**WHAT IS NEEDED:** Lay out all of the rows below as a numbered list, leaving out any blank lines.

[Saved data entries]
[start]

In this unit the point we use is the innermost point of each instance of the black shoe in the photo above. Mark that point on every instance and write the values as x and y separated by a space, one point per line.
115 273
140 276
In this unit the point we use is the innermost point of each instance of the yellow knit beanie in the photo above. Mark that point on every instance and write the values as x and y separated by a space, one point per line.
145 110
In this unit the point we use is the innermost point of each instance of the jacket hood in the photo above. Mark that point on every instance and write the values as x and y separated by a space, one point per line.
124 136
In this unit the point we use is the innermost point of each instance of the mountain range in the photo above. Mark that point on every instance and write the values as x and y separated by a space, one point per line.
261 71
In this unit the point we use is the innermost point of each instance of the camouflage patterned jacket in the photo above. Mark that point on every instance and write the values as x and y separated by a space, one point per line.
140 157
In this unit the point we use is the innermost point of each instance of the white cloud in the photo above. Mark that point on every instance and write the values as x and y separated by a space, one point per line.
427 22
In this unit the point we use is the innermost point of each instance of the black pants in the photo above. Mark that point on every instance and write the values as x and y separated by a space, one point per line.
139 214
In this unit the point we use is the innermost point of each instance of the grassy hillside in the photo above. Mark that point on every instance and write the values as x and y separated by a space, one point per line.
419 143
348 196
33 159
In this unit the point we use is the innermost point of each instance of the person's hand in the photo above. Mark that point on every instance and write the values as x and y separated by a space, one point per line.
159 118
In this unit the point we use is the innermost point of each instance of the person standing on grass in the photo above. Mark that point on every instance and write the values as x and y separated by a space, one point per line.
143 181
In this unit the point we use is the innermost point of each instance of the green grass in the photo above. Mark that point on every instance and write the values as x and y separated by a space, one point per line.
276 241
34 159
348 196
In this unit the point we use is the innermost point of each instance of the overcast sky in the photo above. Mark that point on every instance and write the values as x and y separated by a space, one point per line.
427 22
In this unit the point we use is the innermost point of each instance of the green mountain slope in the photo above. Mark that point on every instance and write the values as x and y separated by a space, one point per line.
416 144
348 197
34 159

[end]

**THE REPLY:**
1. In this unit the point we use is the innermost point of each instance of the black shoe in the photo above. Mark that point on every instance and write the values as x and y separated by a space, one point per line.
2. 115 273
3. 140 276
4. In this unit the point we use is the innermost point of each instance of the yellow knit beanie in the photo above. Mark that point on every instance and write the values as x and y separated by a space, one point per line.
5. 145 110
6. In this unit the point we use is the innermost point of each instance of the jacket hood in the photo above. Mark that point on every instance and write the values as x and y separated by a space, one point per line.
7. 124 136
8. In this unit the point we use is the innermost point of each instance of the mountain range in the photo above. Mark that point on every instance and write the values as x and y separated by a space, one point per line.
9. 261 71
10. In this unit the point we use is the innermost point of each instance of the camouflage patterned jacket in the photo above. Mark that point on every instance and write the values as x and y separated by a space, one point per line.
11. 140 157
12. In this unit the point we use is the innermost point of each instance of the white cloud in the photo above. Mark that point on every instance and write the values as x and y separated by a space, one point per line.
13. 427 22
14. In this unit the point we use is the innermost point of each instance of the black pants in the photo above. Mark that point on every instance and write the values as x and y separated by a space, one point per line.
15. 139 214
16. In this unit the point we use is the innermost point of each instance of the grassy hillside in the photo above. Mark that point on every instance and write the values as x and y separated by a space, one point per line.
17. 419 143
18. 348 196
19. 33 159
20. In this unit the point we use is the innermost point of each instance of the person's hand in the photo above. Mark that point on every instance and write the values as x and y separated by a space, one point per line.
21. 159 118
22. In this unit the point we use is the innermost point of each instance of the person standing on grass in the photo above. Mark that point on every instance and write the values as x and y separated by a space, one point per line.
23. 143 181
24. In this unit the point we use is the innermost point of each instance of the green grass in the photo above. Mark that point on every instance and write the values as x and y separated by a space, one point per line.
25. 276 241
26. 34 159
27. 348 196
28. In this unit the point we use is the innermost point of each instance of the overcast sky in the photo above. Mark that point on every instance and write the values as x and y separated by a space, one point per line.
29. 427 22
30. In this unit the point we use is the innermost point of each instance of the green mountain slope in the photo above. Mark that point on every instance and write the values as x and y separated by a space, one point per line.
31. 416 144
32. 348 197
33. 34 159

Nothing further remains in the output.